_STATED GOAL_:
Reproduce every one of the items below word for word, leaving nothing out and changing nothing.

[Items stored from a collection]
_ _ _ _ _
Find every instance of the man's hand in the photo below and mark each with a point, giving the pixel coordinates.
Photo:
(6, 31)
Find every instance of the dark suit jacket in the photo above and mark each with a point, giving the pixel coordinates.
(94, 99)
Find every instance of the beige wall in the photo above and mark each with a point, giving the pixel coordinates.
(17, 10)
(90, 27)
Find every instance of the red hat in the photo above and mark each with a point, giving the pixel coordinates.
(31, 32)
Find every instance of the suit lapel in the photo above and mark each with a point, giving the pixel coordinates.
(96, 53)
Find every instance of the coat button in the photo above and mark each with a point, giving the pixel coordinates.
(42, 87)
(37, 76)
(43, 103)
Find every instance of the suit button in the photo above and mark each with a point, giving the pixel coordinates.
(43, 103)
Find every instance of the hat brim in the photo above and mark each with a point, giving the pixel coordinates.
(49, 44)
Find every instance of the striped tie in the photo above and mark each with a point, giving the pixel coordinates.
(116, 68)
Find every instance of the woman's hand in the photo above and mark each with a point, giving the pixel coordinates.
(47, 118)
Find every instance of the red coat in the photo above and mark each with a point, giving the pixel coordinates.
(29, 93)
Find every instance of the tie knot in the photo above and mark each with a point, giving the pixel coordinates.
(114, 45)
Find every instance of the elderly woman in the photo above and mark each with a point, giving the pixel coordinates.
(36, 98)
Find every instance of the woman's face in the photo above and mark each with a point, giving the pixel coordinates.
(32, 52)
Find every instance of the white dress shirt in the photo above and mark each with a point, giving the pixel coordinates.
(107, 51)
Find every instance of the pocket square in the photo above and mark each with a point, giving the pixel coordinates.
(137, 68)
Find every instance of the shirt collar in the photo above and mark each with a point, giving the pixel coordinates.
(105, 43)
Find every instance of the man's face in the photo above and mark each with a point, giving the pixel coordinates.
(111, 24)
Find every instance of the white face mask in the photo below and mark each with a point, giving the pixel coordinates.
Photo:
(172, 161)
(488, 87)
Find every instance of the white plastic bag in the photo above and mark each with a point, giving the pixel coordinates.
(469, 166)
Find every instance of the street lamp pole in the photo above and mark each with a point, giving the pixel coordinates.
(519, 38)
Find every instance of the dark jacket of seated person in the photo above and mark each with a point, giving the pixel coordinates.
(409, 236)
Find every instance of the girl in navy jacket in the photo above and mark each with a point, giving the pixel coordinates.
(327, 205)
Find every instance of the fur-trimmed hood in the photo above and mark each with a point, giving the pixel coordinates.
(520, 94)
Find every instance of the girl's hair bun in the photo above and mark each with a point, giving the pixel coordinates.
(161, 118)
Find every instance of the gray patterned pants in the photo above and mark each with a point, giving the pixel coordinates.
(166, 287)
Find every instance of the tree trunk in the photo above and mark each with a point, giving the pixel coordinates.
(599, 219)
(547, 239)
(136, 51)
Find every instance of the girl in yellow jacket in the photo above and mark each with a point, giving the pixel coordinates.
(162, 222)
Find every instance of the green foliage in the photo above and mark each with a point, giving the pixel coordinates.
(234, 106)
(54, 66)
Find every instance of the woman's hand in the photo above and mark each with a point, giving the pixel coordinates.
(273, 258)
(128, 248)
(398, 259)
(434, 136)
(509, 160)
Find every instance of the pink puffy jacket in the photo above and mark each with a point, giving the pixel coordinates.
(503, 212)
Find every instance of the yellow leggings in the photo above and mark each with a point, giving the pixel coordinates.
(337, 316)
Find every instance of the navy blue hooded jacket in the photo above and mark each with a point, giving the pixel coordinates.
_ _ _ _ _
_FULL OUTPUT_:
Find every instance of the man's hand in the photo below and mark each with a point, giving the pixel coordinates.
Photo:
(6, 31)
Find every instance of the dark suit jacket in the photo above and mark each with a point, giving the pixel coordinates.
(94, 99)
Find every instance of the beige wall in the photo above and mark each with a point, giving the pixel coordinates.
(17, 10)
(90, 27)
Find every instance of the red hat in the photo above and mark each with a point, giving the pixel coordinates.
(31, 32)
Find every instance of the suit lapel in the photo above and mark each with a point, giving the pixel coordinates.
(96, 53)
Find every instance of the coat button in the photo above and mark each with a point, giving the pixel coordinates.
(42, 87)
(37, 76)
(43, 103)
Find every instance of the suit button in the photo above and mark each with a point, giving the pixel coordinates.
(43, 103)
Find every instance of the hat brim in the photo above and mark each with a point, giving the pixel coordinates.
(49, 44)
Find every instance of the striped tie in the photo above and mark each with a point, giving the pixel coordinates.
(116, 68)
Find every instance of the woman's hand in the photo above and mark each with a point, giving the pixel coordinates.
(47, 118)
Find every instance of the red coat in the photo above and mark each with a point, giving the pixel coordinates.
(29, 93)
Find every instance of the tie knot in the photo above and mark each with a point, giving the pixel coordinates.
(114, 45)
Find every instance of the elderly woman in the photo above and mark each with a point, giving the pixel coordinates.
(36, 98)
Find every instance of the woman's face in the photo above and mark each with a point, giving the pixel coordinates.
(32, 52)
Find every instance of the white dress shirt in the photo above and mark each with a point, giving the pixel coordinates.
(107, 51)
Find every instance of the pocket square in the photo above and mark each with a point, giving the pixel coordinates.
(137, 68)
Find every instance of the shirt collar in the photo above and mark each with a point, giving the pixel coordinates.
(105, 43)
Find every instance of the man's face in the photo above and mark each with a point, giving the pixel coordinates.
(111, 24)
Find every instance of the white face mask in the photo below and mark each with a point, giving the pixel coordinates.
Photo:
(172, 161)
(488, 87)
Find every instance of the white plastic bag in the photo above and mark each with a point, giving the pixel coordinates.
(469, 166)
Find every instance of the street lamp pole in the photo above and mark each with a point, giving the pixel coordinates.
(519, 38)
Find every instance of the dark jacket of seated person in the photo above and mark each with a point, giving the pixel coordinates.
(409, 236)
Find every instance of the girl in navy jacket in the photo above and mark each with a point, giving the pixel coordinates.
(327, 205)
Find every instance of the fur-trimmed hood in the photo above and mark each with a point, giving the pixel coordinates.
(520, 94)
Find every instance of the girl's hair bun in the photo above and mark each with a point, giving the pixel coordinates.
(161, 118)
Find every instance of the gray patterned pants in the photo above and mark each with a point, giving the pixel coordinates.
(166, 287)
Find every instance of the tree trunk in the photo above and mark each with a point, giving the pixel coordinates.
(599, 219)
(547, 239)
(136, 51)
Find every instance of the girl in yellow jacket in the photo above and mark each with a point, giving the pixel coordinates.
(162, 222)
Find every instance of the green foliage in the photo above and mark each with a point, giving the pixel coordinates.
(234, 106)
(54, 66)
Find every instance of the woman's hand in the photo above and mark each with a point, giving the pixel coordinates.
(273, 258)
(128, 248)
(398, 259)
(434, 136)
(509, 160)
Find every instance of the pink puffy jacket in the photo above and mark each with a point, giving the pixel coordinates.
(503, 212)
Find every instance of the yellow leggings in the photo above and mark each with a point, giving the pixel coordinates.
(337, 316)
Find every instance of the navy blue hooded jacket in the photo above and mark each with a point, giving the pixel coordinates.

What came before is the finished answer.